[EXTRACT PROVIDED]:
========

Pose Breakdown: Pincha Mayurasana

Pincha Mayurasana (Feathered Peacock Pose), or Forearm Stand, is a great way to change your perspective on the world.  By turning upside-down, we shake things up a bit and allow for a new mindset.  That is the first and most important aspect of this pose – your feet are in the air, which changes your idea of stability and grounding and support.  In an effort to get through and embrace the fear of flinging yourself into the air, we recommend spending a lot of prep time upside-down under safer conditions.

Take a few sun salutations to warm-up the body, steady the breath, and acquaint yourself with how you’re feeling today (what you need to be careful of, where you are feeling strong/flexible, etc).

========

[DATA FOR THIS EXERCISE]:
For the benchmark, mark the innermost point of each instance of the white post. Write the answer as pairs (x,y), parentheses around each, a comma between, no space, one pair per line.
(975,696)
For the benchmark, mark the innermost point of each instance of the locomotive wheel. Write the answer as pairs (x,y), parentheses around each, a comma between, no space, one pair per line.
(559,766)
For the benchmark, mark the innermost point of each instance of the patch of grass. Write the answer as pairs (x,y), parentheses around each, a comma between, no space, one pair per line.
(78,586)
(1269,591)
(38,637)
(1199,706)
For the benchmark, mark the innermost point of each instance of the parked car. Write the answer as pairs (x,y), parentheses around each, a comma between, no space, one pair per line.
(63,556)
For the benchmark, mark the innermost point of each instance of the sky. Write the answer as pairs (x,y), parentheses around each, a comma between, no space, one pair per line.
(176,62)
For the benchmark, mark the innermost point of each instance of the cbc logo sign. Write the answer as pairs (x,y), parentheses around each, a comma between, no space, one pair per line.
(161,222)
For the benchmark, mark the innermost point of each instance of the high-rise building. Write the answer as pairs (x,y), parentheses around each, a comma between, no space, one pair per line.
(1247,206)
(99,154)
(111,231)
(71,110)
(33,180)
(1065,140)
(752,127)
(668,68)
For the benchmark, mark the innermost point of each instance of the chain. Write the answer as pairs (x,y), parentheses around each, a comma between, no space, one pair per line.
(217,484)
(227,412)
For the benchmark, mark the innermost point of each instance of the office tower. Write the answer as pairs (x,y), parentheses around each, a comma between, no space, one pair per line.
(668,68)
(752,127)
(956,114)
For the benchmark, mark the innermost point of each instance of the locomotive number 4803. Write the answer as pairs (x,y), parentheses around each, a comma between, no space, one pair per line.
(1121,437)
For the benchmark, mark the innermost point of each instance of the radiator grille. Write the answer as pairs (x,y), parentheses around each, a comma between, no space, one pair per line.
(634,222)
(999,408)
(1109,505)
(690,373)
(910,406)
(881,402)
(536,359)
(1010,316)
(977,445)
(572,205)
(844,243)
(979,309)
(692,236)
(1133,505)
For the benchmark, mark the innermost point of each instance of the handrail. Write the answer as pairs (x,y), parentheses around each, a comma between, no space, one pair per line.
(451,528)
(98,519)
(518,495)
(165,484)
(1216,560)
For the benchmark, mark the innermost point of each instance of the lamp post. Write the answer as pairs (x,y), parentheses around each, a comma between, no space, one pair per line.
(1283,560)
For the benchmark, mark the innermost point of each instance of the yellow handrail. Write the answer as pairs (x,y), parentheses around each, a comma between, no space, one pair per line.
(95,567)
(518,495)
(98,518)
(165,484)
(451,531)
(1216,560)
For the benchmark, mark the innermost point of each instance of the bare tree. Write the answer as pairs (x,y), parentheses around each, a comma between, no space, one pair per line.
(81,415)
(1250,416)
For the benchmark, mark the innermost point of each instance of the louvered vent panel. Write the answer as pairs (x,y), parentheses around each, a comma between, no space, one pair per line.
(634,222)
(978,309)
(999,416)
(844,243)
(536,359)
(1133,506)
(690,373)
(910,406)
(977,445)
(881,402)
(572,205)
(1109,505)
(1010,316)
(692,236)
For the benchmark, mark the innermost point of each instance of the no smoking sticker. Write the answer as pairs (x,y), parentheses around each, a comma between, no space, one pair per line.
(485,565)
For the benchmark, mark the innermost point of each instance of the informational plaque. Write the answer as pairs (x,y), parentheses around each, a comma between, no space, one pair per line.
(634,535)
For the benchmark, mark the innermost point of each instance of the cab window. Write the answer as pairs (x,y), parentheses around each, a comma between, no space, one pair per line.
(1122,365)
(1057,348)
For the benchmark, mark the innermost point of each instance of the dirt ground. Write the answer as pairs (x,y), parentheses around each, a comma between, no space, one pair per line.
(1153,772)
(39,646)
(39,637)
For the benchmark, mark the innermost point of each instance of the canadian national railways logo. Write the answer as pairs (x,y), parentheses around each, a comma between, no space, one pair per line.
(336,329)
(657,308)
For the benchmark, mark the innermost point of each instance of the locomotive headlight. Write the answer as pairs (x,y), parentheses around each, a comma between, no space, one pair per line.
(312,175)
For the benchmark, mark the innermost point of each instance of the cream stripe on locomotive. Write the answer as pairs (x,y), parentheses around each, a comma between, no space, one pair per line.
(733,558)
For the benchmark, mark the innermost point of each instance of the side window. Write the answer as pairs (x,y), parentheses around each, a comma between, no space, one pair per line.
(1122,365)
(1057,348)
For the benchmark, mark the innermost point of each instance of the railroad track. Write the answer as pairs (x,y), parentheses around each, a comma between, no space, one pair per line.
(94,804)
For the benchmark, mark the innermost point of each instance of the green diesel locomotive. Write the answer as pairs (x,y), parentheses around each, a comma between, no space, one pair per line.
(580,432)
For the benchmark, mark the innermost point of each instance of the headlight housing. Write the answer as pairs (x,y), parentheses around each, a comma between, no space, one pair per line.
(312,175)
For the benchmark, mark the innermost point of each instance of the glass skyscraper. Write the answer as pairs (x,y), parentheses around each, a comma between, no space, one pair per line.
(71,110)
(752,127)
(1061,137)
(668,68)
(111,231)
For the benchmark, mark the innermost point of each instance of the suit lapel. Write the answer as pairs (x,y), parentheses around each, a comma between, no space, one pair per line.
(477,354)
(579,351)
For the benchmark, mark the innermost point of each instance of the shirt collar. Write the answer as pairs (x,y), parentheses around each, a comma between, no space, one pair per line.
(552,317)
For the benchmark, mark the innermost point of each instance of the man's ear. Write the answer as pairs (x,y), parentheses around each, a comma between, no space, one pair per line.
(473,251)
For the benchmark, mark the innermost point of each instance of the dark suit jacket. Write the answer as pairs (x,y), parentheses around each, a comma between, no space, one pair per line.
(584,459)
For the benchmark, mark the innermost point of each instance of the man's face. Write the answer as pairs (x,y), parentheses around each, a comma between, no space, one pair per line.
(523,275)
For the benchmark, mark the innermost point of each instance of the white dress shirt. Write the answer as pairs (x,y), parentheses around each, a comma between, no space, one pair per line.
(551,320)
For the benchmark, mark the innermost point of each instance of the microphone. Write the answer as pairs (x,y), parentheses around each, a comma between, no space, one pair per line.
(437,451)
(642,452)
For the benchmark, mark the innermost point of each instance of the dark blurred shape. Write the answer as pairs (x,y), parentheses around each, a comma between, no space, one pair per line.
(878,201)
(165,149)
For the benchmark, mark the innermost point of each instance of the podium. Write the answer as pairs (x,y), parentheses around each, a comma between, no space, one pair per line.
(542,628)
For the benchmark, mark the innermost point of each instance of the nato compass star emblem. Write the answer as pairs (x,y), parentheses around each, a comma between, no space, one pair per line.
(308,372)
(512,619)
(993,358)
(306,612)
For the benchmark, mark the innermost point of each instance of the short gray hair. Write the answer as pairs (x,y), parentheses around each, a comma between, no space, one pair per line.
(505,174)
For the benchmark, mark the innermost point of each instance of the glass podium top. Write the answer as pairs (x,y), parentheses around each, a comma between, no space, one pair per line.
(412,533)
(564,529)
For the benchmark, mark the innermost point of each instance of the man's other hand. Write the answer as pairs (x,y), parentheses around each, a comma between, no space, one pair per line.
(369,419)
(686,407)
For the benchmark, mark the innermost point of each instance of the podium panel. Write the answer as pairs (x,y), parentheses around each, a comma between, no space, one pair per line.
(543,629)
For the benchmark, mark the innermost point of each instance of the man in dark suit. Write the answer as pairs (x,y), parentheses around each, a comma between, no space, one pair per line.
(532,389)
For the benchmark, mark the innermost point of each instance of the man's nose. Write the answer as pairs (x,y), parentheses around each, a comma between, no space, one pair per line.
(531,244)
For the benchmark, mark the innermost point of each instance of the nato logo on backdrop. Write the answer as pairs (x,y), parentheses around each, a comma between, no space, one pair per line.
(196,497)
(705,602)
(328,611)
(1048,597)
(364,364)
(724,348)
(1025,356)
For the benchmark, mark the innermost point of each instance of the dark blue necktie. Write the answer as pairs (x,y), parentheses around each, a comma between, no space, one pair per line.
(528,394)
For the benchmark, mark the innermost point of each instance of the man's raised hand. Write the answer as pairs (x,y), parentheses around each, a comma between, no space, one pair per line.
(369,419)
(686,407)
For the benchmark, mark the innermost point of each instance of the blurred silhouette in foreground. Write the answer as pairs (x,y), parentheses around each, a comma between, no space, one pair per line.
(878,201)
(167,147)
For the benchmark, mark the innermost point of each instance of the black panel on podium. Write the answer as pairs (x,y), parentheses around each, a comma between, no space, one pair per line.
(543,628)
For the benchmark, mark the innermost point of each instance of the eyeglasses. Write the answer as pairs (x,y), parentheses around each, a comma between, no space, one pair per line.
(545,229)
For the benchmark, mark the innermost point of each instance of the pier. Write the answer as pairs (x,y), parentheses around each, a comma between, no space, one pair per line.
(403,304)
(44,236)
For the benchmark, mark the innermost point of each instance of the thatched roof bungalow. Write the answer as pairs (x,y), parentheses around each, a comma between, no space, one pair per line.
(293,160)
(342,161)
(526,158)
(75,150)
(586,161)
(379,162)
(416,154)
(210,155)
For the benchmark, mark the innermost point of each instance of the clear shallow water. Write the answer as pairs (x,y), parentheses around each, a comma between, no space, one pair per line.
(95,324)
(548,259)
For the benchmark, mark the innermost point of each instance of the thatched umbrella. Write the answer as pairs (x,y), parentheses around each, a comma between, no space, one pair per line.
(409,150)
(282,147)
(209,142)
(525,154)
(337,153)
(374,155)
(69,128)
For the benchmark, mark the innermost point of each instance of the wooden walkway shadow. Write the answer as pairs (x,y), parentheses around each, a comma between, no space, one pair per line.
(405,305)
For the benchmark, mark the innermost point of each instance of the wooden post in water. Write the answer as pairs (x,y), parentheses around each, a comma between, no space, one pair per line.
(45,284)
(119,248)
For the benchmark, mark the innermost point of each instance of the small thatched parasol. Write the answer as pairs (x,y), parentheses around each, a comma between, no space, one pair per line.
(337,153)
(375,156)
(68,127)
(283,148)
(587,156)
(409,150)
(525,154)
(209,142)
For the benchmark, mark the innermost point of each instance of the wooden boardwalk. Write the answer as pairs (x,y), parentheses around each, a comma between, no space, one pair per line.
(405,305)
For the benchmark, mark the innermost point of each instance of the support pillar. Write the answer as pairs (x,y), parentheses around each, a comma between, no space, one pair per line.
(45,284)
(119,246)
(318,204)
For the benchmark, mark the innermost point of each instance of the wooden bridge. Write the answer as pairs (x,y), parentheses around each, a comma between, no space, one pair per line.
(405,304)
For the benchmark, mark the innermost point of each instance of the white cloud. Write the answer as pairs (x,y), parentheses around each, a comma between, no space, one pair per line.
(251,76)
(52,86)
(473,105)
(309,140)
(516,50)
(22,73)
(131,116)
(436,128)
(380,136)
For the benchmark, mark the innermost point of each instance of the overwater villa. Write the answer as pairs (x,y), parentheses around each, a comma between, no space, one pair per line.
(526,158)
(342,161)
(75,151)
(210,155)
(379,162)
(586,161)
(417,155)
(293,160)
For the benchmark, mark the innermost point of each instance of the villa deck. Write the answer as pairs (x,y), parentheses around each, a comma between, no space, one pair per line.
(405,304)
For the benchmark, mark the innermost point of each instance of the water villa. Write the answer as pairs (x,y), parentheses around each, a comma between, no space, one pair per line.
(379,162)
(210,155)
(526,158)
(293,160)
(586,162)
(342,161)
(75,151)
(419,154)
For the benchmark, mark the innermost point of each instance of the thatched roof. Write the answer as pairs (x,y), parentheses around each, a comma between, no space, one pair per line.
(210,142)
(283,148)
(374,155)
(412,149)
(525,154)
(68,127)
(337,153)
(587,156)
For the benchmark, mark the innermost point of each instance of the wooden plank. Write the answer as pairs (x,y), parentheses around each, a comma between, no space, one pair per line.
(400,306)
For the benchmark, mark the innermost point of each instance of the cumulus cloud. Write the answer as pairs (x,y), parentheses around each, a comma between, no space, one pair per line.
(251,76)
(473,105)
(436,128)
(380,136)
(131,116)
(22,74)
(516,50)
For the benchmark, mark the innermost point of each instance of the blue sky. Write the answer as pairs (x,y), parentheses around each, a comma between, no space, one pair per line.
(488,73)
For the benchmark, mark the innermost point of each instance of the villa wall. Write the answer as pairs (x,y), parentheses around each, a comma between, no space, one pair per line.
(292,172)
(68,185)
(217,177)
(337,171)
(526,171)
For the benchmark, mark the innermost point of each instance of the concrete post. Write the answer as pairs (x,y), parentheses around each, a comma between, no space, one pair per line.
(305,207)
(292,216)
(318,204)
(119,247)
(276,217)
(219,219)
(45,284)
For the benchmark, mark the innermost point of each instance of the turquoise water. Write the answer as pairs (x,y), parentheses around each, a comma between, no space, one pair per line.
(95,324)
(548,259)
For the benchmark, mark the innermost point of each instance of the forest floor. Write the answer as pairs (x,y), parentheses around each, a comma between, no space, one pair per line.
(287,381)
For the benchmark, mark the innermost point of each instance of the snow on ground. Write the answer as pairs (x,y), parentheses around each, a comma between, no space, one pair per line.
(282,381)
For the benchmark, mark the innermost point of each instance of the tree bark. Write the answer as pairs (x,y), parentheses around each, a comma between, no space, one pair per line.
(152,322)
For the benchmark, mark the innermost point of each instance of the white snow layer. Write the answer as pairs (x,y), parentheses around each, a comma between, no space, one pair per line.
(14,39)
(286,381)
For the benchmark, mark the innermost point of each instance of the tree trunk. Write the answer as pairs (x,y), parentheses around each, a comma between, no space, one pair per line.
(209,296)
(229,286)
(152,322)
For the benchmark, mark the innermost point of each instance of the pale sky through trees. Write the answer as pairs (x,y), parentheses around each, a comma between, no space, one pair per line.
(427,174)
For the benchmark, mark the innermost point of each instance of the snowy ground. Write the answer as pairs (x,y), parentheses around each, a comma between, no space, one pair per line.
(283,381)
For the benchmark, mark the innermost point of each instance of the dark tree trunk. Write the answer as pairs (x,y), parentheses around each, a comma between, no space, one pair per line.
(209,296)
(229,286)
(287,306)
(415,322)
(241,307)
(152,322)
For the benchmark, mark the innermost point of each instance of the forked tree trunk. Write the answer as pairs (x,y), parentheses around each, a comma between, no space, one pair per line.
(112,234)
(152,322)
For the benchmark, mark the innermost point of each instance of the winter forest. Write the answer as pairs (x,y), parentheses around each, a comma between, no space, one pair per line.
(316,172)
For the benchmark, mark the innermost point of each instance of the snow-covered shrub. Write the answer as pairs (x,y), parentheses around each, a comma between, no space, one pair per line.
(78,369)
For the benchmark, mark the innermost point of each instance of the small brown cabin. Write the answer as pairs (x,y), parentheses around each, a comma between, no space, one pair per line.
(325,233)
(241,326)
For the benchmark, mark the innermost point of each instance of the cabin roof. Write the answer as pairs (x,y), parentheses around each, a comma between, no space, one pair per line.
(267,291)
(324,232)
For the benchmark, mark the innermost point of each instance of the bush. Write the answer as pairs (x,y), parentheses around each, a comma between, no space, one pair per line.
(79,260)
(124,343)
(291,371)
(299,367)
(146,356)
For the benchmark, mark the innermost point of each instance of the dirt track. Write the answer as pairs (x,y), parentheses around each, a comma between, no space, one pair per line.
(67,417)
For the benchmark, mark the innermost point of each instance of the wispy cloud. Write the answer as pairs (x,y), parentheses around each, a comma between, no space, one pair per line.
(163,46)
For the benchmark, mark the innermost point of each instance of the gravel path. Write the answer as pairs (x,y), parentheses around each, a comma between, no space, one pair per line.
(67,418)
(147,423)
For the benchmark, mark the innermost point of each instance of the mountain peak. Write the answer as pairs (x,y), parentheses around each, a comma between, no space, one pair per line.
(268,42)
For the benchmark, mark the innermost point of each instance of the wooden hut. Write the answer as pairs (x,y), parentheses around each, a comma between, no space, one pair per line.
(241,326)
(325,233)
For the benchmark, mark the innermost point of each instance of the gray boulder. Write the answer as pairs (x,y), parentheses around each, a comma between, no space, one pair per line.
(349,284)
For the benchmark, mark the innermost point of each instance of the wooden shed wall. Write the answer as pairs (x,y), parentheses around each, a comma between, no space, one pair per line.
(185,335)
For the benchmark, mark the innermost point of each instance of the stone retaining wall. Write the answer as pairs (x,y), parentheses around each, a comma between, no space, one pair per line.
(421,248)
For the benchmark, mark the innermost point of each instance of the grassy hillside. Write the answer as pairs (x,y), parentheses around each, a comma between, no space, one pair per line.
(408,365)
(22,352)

========

[WORK TO COMPLETE]:
**1)** Copy out, word for word, the stretch of the records from the line containing "of the stone" through the last line of the records.
**2)** Write what comes next in the Forearm Stand pose breakdown, starting right after its last sentence.
The yoga pose breakdown and the records have nothing to do with each other.

[ANSWERS IN ORDER]:
**1)**
For the benchmark, mark the innermost point of each instance of the stone retaining wall. Write the answer as pairs (x,y), parentheses around each, a comma between, no space, one pair per line.
(421,248)
For the benchmark, mark the innermost point of each instance of the grassy hillside. Write the answer as pairs (x,y), parentheses around each, a comma between, no space, one pair per line.
(408,365)
(22,352)

**2)**
1. Start by holding Adho Mukha Svanasana for at least a minute with steady breath.  In fact, if you can build up to 2 or 3 minutes in this pose, it’s only going to help.  Consider that you will need the strength to prepare your body, find your alignment, move through your fears, and try a few times to get into the pose, THEN hold the pose and return down safely.  That’s a long time.  You’ll want stamina to be the last thing on your mind.  While you are in your Downward Dog, focus on planting the hands firmly shoulder-distance apart, strengthening the arms and turning the upper arm bones away from the ears; relax the upper traps and strengthen the lower traps; lift the hips high and pull the naval toward the spine; push the inner thighs back so the knees point forward, extend through the heels, spread the toes.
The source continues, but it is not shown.